* Reading text:
-----
Though Jerome excelled at translating Hebrew, Aramaic, Latin, and Greek, linguistic prowess did not make him a saint.
Jerome became a saint by devotedly seeking the Lord in the Old and New Testaments.
He knew that Christianity is only possible with valid knowledge of God’s revelation in His Son, and that the Bible is essential for such knowledge. True Christians let the Word dwell in them richly: “Ignorance of Scripture is ignorance of Christ.”
If you are reading a featured article from Patheos, you have little trouble accessing a Bible. For Jerome, however, access to the sacred page was complicated: the complete texts of the scriptures were not readily or reliably available in Latin, the common language of the fourth-century western churches.
Jerome concluded that the logical course was to learn the scriptural tongues. During a sojourn with desert-dwelling monks, he scraped together tutorials in Hebrew from an ethnically Jewish companion; throughout his travels, he took time to build on the Greek lessons he had taken in Rome; when given a moment to relax, he studied Aramaic instead.
Hiring St. Jerome
Eventually, Jerome would embark on an ambitious project to standardize the texts of biblical books in an authoritative Latin edition that we call the Vulgate. This intensive but beautiful endeavor would define the rest of his life.
-----
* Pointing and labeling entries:
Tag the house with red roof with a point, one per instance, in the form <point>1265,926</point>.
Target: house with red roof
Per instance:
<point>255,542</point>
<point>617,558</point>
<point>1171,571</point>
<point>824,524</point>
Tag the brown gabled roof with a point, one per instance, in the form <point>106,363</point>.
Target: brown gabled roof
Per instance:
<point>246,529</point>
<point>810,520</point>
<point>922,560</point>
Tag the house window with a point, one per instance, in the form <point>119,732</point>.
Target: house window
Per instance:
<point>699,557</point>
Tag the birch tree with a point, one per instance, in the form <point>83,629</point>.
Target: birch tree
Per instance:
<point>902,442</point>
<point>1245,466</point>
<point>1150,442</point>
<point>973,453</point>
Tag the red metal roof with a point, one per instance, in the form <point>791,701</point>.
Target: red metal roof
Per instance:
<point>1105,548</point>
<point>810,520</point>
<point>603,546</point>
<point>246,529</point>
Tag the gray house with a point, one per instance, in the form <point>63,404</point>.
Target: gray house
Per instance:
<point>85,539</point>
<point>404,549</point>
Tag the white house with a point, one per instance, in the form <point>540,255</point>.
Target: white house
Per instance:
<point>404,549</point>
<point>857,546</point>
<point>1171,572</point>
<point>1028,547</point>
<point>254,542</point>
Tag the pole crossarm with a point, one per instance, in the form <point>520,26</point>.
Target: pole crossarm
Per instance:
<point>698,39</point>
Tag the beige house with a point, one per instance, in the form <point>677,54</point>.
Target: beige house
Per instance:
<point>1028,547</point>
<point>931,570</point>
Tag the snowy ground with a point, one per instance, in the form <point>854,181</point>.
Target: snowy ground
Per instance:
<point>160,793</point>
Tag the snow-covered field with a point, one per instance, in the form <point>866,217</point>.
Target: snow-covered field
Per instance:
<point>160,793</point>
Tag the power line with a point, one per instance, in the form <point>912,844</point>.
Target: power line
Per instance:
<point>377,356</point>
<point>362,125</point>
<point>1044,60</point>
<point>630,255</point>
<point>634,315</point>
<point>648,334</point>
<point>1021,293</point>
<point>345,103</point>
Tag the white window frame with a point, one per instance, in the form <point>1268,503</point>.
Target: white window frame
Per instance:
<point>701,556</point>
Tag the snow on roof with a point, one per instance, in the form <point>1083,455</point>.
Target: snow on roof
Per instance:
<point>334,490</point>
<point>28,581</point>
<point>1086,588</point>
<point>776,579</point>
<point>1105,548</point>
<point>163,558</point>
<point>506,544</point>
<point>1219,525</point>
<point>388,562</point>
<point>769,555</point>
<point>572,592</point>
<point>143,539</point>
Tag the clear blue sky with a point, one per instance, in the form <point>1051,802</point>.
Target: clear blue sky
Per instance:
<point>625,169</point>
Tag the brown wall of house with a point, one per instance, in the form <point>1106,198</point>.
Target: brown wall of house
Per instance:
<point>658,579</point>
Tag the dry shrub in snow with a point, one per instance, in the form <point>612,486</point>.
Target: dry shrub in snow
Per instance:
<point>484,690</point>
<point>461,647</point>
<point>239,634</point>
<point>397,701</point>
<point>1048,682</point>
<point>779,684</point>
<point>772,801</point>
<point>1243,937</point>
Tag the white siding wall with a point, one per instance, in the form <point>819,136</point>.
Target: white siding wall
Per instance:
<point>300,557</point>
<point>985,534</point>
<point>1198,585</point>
-----
* What you will do: Echo the passage on Jerome word for word, starting with "Though Jerome excelled" and going on through "and New Testaments.".

* Written reply:
Though Jerome excelled at translating Hebrew, Aramaic, Latin, and Greek, linguistic prowess did not make him a saint.
Jerome became a saint by devotedly seeking the Lord in the Old and New Testaments.